** Start **

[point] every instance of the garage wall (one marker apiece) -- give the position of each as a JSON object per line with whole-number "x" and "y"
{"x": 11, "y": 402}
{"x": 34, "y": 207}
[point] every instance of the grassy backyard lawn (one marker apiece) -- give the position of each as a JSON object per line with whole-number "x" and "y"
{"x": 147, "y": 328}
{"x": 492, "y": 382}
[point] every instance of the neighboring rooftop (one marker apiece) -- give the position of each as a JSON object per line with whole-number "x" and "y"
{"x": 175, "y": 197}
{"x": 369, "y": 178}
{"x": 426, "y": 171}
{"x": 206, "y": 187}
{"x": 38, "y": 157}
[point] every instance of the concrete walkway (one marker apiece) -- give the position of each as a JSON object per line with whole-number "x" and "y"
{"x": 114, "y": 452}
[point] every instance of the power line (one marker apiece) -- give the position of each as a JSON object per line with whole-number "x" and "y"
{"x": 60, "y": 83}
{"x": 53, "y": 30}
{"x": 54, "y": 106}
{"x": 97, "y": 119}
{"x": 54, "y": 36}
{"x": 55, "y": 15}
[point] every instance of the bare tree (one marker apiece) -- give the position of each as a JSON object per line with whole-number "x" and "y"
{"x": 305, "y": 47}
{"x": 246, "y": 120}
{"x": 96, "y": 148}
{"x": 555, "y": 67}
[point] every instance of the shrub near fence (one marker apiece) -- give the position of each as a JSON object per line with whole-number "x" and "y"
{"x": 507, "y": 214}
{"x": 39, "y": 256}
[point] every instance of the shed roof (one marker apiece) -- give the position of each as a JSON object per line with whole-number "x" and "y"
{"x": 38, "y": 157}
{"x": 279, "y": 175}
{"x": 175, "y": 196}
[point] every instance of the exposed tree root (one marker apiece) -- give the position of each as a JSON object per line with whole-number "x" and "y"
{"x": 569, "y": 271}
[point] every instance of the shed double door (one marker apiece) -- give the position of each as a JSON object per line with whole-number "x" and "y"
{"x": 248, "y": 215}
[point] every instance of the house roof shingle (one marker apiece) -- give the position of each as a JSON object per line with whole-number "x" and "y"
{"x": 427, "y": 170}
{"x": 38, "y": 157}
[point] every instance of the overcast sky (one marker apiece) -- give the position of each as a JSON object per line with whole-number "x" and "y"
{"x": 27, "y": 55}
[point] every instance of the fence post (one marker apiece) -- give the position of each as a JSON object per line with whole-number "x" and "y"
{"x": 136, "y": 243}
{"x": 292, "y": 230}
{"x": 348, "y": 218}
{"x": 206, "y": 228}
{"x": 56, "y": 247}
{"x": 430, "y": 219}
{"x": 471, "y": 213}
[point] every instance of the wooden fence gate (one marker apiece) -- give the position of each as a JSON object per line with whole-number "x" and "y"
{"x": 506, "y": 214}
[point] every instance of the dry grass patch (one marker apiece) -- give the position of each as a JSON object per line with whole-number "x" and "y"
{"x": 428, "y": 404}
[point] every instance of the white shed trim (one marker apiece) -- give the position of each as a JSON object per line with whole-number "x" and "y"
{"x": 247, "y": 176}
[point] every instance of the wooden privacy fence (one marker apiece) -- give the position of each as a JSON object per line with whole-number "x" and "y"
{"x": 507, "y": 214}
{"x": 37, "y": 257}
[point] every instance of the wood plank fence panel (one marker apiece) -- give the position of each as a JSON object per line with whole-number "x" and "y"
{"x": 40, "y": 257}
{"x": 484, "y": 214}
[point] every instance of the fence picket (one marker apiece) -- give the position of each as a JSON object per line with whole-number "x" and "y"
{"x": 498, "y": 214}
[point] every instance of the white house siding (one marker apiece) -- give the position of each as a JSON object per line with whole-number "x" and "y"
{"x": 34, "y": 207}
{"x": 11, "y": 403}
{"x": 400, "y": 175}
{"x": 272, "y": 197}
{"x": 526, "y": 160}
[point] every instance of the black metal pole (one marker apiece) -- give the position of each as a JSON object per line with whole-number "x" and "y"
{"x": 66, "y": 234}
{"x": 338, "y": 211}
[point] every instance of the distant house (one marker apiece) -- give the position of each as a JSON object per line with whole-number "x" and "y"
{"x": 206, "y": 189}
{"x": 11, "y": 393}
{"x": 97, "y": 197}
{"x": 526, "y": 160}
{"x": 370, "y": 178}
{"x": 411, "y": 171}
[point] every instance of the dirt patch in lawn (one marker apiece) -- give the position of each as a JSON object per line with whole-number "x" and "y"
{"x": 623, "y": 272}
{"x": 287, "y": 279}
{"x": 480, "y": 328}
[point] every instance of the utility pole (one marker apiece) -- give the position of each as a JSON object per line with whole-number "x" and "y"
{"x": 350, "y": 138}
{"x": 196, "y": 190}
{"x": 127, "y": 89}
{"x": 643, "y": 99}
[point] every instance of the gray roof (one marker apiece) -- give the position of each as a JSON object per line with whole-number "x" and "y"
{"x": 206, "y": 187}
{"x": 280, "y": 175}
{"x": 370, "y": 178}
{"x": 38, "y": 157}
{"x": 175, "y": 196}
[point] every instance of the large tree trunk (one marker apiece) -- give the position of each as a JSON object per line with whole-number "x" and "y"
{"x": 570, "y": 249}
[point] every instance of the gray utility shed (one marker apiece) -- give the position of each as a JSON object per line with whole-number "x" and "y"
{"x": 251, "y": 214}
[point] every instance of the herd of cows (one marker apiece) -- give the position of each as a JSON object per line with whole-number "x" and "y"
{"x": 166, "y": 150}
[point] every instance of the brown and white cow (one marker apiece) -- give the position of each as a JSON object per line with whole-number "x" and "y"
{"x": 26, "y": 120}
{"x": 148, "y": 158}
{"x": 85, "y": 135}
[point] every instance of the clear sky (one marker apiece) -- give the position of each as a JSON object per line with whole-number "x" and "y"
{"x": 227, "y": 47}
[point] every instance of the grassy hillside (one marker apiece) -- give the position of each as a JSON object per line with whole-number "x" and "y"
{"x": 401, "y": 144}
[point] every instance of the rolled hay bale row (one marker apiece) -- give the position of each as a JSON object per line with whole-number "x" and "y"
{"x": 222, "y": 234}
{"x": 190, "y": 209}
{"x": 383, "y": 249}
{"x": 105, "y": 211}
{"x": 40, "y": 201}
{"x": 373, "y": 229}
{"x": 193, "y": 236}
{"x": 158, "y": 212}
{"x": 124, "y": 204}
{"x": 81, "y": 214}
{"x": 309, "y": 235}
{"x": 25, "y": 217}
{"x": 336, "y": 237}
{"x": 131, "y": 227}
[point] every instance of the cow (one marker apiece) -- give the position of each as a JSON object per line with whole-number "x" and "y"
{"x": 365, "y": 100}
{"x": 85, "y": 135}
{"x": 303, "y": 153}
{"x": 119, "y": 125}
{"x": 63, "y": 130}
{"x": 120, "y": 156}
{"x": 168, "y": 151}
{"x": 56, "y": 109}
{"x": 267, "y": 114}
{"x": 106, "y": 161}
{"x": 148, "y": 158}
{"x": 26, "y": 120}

** End **

## Written exercise
Return exactly the lines from the one containing "[point] every instance of the cow" to the last line of the data, and nothing more.

## The output
[point] every instance of the cow (one marker apiece) -- give the position of each as a JSON object per line with whole-number "x" and "y"
{"x": 365, "y": 100}
{"x": 85, "y": 135}
{"x": 303, "y": 153}
{"x": 119, "y": 125}
{"x": 63, "y": 130}
{"x": 120, "y": 156}
{"x": 168, "y": 151}
{"x": 56, "y": 109}
{"x": 267, "y": 114}
{"x": 106, "y": 161}
{"x": 148, "y": 158}
{"x": 26, "y": 120}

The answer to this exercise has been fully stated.